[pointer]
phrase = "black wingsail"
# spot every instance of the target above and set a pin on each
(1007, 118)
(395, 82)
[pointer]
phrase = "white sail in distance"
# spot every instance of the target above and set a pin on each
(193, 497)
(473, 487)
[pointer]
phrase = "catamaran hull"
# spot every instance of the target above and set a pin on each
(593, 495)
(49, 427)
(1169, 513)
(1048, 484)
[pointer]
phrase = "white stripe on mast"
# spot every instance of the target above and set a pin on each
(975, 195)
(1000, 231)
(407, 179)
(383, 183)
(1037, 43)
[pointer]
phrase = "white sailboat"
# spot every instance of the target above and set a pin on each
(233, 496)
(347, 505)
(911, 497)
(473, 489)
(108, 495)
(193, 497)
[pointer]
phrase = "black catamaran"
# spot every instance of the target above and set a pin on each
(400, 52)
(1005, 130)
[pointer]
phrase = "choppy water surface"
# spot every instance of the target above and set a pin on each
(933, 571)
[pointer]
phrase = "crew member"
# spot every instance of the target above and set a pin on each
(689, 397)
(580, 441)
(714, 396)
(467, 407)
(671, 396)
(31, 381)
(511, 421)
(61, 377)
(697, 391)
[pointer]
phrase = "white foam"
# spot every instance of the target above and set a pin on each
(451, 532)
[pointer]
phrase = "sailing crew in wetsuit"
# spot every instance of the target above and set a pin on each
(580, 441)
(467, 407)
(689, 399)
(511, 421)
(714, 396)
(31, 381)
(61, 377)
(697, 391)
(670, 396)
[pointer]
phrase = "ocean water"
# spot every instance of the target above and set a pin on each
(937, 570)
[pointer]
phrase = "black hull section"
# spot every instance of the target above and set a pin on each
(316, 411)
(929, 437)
* * * *
> What you need to do
Please rewrite the records above with "set a pin" replaced by "place a marker" throughout, keeping everything else the same.

> Exercise output
[pointer]
phrase = "black wingsail"
# spot every instance of the target above and place a marker on each
(1007, 118)
(395, 82)
[pointer]
phrase = "white sail in distance"
# spot every instance of the target above and place a marker on each
(193, 497)
(473, 487)
[pointer]
phrase = "catamaran hull"
# spot every instance of the target above and place a marker on each
(593, 495)
(49, 427)
(1169, 513)
(1048, 484)
[pointer]
phrase = "white stripe on mast"
# spot every instance of the target above and place a marker on each
(975, 195)
(1000, 231)
(407, 179)
(383, 183)
(1037, 43)
[pointer]
phrase = "white sailboat"
# spot every instance of the target above and place a marker on each
(233, 496)
(347, 505)
(911, 497)
(473, 489)
(108, 495)
(193, 497)
[pointer]
phrase = "black catamaran"
# spot every instance of the target above and place a marker on each
(400, 52)
(1005, 130)
[pointer]
phrase = "choppy water surface"
# spot every instance of the target above and place a marker on each
(933, 571)
[pointer]
phrase = "crew member"
# spot every instance of the target above and place a marker on each
(689, 397)
(580, 441)
(714, 396)
(467, 407)
(671, 396)
(31, 381)
(511, 421)
(61, 377)
(697, 391)
[pointer]
phrase = "white foam"
# spot every instance of the target above and place a marker on each
(451, 532)
[pointer]
phrase = "sailing crew in wetsuit"
# spot every instance of the target above and place a marker on each
(580, 441)
(467, 407)
(689, 399)
(511, 421)
(714, 396)
(31, 381)
(61, 377)
(697, 391)
(670, 396)
[pointer]
phrase = "ocean water"
# spot every instance of the target above and place a marker on each
(937, 570)
[pointer]
phrase = "black hull section"
# spot every instance of the target above and place a marker on each
(316, 411)
(929, 437)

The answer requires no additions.